Dataset excerpts:
Start of Block

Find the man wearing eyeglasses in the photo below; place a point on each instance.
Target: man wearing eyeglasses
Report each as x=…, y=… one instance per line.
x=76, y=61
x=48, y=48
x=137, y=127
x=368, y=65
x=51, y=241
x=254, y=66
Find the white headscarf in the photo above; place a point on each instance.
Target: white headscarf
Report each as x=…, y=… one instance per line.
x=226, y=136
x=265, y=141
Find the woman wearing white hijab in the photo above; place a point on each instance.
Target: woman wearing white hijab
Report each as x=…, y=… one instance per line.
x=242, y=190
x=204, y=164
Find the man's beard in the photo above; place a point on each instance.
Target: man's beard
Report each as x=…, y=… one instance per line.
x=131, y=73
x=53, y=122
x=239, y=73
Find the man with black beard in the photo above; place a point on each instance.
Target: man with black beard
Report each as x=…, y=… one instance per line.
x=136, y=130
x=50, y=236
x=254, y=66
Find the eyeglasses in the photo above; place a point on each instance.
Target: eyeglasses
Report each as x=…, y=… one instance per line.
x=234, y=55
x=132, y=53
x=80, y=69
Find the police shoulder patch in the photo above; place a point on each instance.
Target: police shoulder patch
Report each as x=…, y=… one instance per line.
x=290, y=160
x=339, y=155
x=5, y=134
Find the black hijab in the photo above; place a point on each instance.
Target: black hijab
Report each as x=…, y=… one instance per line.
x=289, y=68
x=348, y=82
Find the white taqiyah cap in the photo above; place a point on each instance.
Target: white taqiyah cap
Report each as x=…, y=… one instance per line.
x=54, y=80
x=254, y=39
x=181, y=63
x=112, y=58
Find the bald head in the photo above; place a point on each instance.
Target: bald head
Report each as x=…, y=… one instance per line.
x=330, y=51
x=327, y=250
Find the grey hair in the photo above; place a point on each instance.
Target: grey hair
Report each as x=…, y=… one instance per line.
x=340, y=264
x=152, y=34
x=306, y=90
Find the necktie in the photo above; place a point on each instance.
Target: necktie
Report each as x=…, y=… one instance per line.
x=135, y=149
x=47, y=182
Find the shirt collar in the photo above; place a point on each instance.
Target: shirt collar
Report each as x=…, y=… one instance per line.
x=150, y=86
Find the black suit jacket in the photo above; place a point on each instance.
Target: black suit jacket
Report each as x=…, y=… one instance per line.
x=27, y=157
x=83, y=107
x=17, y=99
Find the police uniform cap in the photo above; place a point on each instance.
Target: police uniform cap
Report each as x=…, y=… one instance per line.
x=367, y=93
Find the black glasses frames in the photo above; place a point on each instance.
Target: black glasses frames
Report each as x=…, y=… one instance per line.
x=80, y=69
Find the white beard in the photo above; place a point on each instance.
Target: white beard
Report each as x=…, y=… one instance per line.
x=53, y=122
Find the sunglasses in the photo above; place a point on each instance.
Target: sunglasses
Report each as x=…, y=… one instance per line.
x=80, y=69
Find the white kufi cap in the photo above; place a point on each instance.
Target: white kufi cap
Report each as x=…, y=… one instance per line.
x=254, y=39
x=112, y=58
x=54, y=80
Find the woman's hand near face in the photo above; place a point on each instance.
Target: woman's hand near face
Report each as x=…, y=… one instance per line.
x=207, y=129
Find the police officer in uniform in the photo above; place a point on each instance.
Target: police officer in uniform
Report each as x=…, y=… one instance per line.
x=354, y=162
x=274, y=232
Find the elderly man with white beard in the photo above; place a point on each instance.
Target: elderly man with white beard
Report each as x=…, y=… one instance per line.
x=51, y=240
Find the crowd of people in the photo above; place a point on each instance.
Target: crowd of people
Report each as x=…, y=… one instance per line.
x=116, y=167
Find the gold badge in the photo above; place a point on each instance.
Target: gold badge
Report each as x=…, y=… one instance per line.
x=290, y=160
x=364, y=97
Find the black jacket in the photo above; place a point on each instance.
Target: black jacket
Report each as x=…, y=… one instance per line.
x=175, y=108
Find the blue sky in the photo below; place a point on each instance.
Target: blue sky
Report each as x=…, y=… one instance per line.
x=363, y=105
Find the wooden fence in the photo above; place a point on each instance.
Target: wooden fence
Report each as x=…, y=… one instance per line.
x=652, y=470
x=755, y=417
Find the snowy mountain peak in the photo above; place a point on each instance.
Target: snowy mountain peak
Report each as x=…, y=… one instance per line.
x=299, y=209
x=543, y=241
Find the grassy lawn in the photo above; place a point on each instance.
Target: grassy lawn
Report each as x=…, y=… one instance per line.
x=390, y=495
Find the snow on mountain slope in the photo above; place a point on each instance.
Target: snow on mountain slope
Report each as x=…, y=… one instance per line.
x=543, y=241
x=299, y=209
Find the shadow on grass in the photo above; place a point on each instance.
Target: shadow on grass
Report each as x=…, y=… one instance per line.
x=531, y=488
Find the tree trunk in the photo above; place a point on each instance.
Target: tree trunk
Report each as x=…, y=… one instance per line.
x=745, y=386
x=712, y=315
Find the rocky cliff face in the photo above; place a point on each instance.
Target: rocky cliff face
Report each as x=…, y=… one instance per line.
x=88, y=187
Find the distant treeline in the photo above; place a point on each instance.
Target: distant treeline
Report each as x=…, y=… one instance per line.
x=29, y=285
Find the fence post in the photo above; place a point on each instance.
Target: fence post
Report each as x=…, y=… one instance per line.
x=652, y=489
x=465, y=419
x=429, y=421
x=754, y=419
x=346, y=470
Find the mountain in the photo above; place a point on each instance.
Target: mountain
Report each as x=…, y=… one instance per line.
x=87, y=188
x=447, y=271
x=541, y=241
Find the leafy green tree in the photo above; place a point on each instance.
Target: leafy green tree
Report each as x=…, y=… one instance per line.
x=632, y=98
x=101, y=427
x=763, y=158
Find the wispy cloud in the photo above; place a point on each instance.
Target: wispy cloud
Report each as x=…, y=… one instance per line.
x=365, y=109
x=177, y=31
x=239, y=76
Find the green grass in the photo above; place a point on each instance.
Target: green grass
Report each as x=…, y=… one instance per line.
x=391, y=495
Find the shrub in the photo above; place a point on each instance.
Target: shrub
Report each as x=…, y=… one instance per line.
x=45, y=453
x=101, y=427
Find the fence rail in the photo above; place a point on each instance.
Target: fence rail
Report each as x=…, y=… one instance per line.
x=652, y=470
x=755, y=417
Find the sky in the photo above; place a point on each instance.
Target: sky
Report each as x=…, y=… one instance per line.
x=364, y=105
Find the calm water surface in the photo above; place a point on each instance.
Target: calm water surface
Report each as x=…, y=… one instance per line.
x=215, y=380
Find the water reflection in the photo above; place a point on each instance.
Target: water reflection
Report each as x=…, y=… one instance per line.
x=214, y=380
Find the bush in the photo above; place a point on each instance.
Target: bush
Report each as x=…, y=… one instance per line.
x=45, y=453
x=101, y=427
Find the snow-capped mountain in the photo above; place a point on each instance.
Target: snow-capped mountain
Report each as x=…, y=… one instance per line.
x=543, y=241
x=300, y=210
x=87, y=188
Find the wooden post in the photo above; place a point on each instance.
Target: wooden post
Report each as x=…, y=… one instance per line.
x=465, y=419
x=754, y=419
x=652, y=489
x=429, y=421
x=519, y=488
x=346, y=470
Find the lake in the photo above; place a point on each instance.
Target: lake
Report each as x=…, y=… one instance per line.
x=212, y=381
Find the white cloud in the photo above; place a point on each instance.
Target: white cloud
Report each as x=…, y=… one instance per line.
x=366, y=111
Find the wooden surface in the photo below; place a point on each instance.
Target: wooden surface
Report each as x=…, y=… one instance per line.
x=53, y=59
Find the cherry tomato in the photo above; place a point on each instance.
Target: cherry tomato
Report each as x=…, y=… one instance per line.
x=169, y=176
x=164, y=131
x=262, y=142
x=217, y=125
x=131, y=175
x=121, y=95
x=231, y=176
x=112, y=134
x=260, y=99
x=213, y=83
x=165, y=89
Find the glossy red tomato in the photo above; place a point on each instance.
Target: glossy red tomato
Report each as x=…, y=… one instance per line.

End of Block

### PROBLEM
Each line in which the string "wooden" is found must be copied from the data.

### FINISHED TASK
Find the wooden fence in the photo above; place a point on each instance.
Target: wooden fence
Find the wooden post in the photo above; place a point on each instance.
Target: wooden post
Find the wooden surface in the photo below; place a point on each instance.
Target: wooden surface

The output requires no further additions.